◆ **Task to carry out**: Quote the passage about AI clinical reasoning word for word, starting with "The error patterns" and going on through "in medical reasoning.".

◆ **Passage**:
McCoy and colleagues evaluated leading large language models on clinical decision-making using a format different from traditional medical exams. Rather than testing AI on multiple-choice questions — where models already demonstrate superhuman performance — the research focused on script concordance testing.

“Multiple choice exams provide all the necessary information to answer the question,” McCoy said. “That’s not something that mirrors what we do as physicians in the real world.”

In real clinical practice, information arrives sequentially over time. Physicians constantly re-assess their diagnosis as new data emerges.

Script concordance testing was designed to capture this dynamic process. Each question gives a brief clinical vignette and a working hypothesis, then presents new information. Test-takers must decide whether that information makes the hypothesis more likely, less likely, or unchanged.

“It throws you right in the middle of that clinical encounter and says, okay, how do things shift and change in response to new information?” McCoy said.

To build their benchmark, McCoy’s team assembled 750 script concordance testing items from 10 international datasets spanning various medical specialties. 

AI performance

The results found that AI models fell short of expert clinicians. OpenAI’s 03 performed the best at 67.8 per cent accuracy, followed by GPT-4o at 63.9 per cent. While models matched or exceeded medical students on some items, none reached the level of senior medical students, residents, or attending physicians. 

The error patterns revealed a critical flaw. 30 per cent of test questions contained irrelevant “red herrings” that shouldn’t change a diagnosis. Human clinicians recognized and ignored these distractions. AI models treated them as significant 90 per cent of the time.

“The models were really bad at that in our study, especially the more modern, powerful reasoning models,” McCoy said.

This creates a dangerous dynamic, according to McCoy. Models are fine-tuned to provide confident, helpful responses — an optimization that backfires in medical reasoning.

“One of our biggest concerns is that they will explain a mistake in a way that makes you agree with them,” McCoy said.

The findings reveal a fundamental gap in AI clinical reasoning.

“What’s unique and kind of fun, but also scary about large language models is that they are simultaneously smarter than us on specific things,” McCoy said. “And then in other areas they’ll make mistakes that not even a first-year medical student would make.”

◆ **Data for review**:
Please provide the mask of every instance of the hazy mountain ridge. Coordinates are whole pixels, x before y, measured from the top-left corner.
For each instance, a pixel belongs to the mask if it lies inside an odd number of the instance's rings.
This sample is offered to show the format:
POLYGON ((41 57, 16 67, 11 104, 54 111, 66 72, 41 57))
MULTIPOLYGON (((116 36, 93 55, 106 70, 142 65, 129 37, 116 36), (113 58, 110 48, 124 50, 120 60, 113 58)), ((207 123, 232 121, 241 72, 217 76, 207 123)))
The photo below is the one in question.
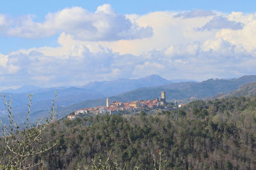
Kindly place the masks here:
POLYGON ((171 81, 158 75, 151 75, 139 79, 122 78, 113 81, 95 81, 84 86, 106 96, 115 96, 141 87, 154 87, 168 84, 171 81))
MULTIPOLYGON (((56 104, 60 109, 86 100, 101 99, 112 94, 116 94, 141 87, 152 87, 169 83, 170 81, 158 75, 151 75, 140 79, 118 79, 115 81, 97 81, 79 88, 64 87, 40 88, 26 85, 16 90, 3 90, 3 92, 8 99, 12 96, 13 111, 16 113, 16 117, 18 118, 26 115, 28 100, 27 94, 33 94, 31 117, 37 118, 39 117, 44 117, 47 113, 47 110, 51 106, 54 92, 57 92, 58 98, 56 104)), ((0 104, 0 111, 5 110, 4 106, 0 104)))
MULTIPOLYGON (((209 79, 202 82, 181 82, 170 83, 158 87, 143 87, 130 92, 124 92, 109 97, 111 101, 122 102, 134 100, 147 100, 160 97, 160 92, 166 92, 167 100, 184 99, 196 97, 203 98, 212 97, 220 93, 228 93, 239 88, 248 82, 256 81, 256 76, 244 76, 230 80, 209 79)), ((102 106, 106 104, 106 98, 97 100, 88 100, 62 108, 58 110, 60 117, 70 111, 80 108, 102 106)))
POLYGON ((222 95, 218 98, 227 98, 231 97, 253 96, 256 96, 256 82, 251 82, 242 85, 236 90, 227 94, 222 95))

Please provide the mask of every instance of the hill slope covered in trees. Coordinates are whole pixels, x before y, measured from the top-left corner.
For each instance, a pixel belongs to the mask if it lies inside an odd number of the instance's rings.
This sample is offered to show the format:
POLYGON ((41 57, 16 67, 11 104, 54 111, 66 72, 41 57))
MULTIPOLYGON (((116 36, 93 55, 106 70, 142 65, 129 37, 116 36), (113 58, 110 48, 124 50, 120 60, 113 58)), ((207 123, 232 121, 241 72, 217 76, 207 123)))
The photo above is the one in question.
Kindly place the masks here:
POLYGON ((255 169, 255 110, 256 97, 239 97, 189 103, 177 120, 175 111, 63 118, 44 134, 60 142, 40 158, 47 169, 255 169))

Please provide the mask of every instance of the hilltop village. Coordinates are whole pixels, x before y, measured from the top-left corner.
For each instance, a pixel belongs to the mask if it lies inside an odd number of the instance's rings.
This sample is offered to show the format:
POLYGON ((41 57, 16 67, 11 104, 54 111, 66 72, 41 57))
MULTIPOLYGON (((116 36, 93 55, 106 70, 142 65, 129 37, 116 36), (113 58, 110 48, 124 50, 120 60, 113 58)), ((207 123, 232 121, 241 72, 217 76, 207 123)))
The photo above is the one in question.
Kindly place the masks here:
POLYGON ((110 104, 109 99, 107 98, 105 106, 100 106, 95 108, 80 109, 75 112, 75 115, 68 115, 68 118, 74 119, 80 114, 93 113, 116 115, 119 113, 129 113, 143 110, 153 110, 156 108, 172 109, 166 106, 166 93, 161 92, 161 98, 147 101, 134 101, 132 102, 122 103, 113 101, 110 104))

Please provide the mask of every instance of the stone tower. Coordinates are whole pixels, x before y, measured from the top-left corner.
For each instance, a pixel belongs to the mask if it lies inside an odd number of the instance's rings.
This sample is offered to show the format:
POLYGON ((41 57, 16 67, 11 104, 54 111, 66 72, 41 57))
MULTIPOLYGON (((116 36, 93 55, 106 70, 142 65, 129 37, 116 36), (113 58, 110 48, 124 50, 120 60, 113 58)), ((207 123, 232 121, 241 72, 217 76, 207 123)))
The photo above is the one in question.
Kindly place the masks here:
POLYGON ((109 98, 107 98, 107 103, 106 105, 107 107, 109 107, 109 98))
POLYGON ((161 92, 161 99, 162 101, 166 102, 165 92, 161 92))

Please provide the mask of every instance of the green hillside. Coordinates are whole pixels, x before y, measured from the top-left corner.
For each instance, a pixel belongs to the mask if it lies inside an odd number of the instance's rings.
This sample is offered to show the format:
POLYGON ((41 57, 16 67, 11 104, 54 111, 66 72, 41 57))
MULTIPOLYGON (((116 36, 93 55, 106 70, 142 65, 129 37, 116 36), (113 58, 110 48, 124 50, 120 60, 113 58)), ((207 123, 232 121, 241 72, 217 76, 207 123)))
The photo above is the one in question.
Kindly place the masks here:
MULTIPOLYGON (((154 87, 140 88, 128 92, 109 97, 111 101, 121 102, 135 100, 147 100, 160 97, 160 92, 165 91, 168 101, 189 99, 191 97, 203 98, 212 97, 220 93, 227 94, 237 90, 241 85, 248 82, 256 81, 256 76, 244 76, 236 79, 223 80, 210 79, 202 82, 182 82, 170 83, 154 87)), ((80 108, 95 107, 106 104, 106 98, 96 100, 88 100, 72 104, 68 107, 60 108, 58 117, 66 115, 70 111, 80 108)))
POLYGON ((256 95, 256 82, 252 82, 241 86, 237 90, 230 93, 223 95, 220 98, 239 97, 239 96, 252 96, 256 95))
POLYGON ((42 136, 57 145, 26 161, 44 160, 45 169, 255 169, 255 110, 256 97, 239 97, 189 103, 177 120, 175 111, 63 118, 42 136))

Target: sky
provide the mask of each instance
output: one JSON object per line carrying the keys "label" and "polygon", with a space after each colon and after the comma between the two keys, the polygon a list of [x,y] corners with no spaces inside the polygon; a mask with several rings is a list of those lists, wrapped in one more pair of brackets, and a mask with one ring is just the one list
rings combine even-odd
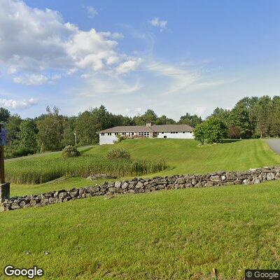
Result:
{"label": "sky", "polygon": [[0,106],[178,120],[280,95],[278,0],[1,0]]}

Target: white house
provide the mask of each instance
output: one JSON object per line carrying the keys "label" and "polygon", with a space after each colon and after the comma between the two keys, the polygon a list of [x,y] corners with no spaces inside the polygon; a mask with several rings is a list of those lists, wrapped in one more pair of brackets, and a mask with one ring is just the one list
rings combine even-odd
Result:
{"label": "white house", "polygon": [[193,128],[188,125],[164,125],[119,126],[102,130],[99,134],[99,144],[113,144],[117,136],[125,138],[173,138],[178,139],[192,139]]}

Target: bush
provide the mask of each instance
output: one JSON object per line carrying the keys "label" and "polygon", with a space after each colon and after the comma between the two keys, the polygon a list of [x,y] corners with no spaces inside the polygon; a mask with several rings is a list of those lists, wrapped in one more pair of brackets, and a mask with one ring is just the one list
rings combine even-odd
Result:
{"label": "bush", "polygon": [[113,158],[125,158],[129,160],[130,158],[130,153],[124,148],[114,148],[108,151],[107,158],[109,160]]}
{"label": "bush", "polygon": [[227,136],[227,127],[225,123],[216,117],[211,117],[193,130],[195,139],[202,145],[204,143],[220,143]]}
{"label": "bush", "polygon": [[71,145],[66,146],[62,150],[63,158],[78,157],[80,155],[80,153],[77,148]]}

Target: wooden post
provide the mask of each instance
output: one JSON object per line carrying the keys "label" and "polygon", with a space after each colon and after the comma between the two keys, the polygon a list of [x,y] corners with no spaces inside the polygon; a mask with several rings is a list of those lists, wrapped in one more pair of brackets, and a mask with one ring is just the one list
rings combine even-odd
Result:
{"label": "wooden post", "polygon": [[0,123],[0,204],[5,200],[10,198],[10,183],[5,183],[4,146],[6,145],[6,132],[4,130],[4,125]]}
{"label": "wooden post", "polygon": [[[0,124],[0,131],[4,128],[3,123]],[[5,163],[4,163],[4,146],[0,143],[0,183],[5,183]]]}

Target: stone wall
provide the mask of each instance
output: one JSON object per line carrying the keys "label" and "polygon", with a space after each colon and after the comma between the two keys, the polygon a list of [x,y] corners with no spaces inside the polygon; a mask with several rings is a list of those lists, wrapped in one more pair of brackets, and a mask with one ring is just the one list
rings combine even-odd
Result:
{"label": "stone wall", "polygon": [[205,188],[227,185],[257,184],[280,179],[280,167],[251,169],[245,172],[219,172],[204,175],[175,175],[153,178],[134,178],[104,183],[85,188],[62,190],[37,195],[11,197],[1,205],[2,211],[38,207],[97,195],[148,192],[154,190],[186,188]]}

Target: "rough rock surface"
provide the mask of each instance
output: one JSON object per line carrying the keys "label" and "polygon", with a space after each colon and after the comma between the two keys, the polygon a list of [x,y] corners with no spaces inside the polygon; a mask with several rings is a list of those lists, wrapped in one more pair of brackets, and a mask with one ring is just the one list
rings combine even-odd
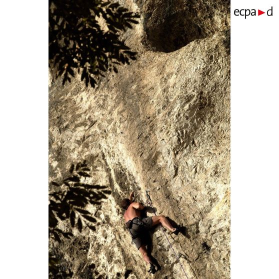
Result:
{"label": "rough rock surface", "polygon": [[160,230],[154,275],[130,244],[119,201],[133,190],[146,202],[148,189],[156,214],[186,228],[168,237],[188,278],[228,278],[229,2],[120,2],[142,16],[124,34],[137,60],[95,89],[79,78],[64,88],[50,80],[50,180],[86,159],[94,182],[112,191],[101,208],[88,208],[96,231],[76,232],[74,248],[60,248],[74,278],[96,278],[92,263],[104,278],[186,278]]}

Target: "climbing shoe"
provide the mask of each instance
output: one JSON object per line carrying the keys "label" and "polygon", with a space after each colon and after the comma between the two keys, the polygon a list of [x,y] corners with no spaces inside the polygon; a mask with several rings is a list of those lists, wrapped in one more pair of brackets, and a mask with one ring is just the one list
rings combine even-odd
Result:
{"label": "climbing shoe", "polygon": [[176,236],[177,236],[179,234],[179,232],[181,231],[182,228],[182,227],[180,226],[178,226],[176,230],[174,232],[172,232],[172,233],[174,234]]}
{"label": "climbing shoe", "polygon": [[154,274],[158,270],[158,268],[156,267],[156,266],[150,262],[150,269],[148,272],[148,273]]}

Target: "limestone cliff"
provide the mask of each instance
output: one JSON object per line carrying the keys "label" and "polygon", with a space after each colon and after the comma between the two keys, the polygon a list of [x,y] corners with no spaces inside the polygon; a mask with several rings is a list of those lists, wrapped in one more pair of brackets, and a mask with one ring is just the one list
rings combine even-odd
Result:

◆ **Answer area**:
The error patterns revealed a critical flaw. 30 per cent of test questions contained irrelevant “red herrings” that shouldn’t change a diagnosis. Human clinicians recognized and ignored these distractions. AI models treated them as significant 90 per cent of the time.

“The models were really bad at that in our study, especially the more modern, powerful reasoning models,” McCoy said.

This creates a dangerous dynamic, according to McCoy. Models are fine-tuned to provide confident, helpful responses — an optimization that backfires in medical reasoning.